## Tasks to carry out
- a) Copy everything from "The seven men, four" down to "to the group." in the news story about the Syrian refugees.
- b) In the news story about the Syrian refugees, how long did the group say they had been drifting in the boat?
- c) Write the next part of the news story about the Syrian refugees, starting after its final sentence.

## Selected excerpt
--------------------------------------------------

Refugees who entered ‘illegally’ ask for ‘forgiveness’
A GROUP of South Cyprus-bound Syrian refugees abandoned at sea pleaded for “forgiveness” after they were accused of entering the TRNC “illegally”.
The seven men, four women and six children, including a fourmonth-old baby, were spotted by a shepherd off the coast of Taşlıca on the southern coast of the Karpaz peninsula at around 4.30pm last Friday.
He alerted the police, telling them that the refugees on a boat
were “overwhelmed by hunger, thirst and the heat”.
Police officers arriving on the scene and a resident from Taşlıca village gave bottles of water to the group.
They said they had been drifting in a boat for about 10 hours after the
captain “abandoned” them because the vessesl had “run out of fuel”. The boat then ran aground 15 metres from the shore.
The refugees were given health checks and tests for Covid-19 and taken to a student domitory in Gazimağusa by police offices from Ziyamet police station, before statements were taken from some of them.
The following day they were brought before Gazimağusa District Court for a detention request hearing. One refugee was given the right to speak in court on behalf of the group.

--------------------------------------------------

## Dataset excerpts
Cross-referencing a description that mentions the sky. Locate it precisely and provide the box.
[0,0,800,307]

--------------------------------------------------

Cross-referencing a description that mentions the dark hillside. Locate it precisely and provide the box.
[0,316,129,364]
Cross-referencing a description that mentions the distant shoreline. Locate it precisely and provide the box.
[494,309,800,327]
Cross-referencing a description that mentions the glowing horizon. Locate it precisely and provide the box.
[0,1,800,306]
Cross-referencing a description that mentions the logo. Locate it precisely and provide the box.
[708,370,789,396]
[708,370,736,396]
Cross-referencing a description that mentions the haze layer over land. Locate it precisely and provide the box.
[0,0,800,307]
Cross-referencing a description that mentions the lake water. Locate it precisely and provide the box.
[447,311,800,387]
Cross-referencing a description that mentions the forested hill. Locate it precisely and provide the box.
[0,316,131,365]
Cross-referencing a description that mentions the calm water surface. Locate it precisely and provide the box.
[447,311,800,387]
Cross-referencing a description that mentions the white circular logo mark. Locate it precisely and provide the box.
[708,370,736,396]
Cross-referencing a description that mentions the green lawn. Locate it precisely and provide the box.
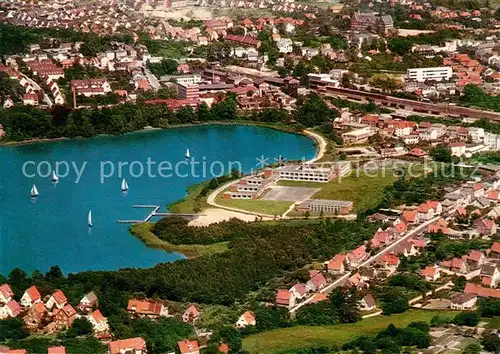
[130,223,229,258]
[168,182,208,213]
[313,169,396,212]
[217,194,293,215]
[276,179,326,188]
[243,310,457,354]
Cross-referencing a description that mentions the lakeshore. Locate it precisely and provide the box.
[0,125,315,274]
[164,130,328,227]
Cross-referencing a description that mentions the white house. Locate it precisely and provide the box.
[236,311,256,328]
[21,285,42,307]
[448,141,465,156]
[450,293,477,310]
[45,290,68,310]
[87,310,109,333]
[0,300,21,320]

--------------------------------------------------

## Solved problems
- a)
The seven men, four women and six children, including a fourmonth-old baby, were spotted by a shepherd off the coast of Taşlıca on the southern coast of the Karpaz peninsula at around 4.30pm last Friday.
He alerted the police, telling them that the refugees on a boat
were “overwhelmed by hunger, thirst and the heat”.
Police officers arriving on the scene and a resident from Taşlıca village gave bottles of water to the group.

- b) About 10 hours.

- c)
“There is a war in Syria,” the representative said. “We run from death as much as we can. We set out to go to South Cyprus. We had a misfortune on the way. The diesel ran out and we drifted here. Forgive us.”
Prosecutor Hasan Bosnak called police officer Ercan Kunduracı, who
works in the İskele Police Department’s Judicial Branch, as a witness to convey the facts regarding the matter.
Kunduracı said that the suspects were “caught in the act” and arrested. He said they set off from Syria with an “unknown captain” on an eight-metre-long wooden fishing boat named “Rısk Allah” which is registered in Lazkiye, Syria. They entered the TRNC from a spot that is “not an approved port” of entry.
Officer Kunduracı told the court police are searching for the boat’s captain “whose name they have identified” and that more time was needed to complete the investigation, a request granted by Judge Seran Bensen, who ordered that the suspects be remanded in police custody.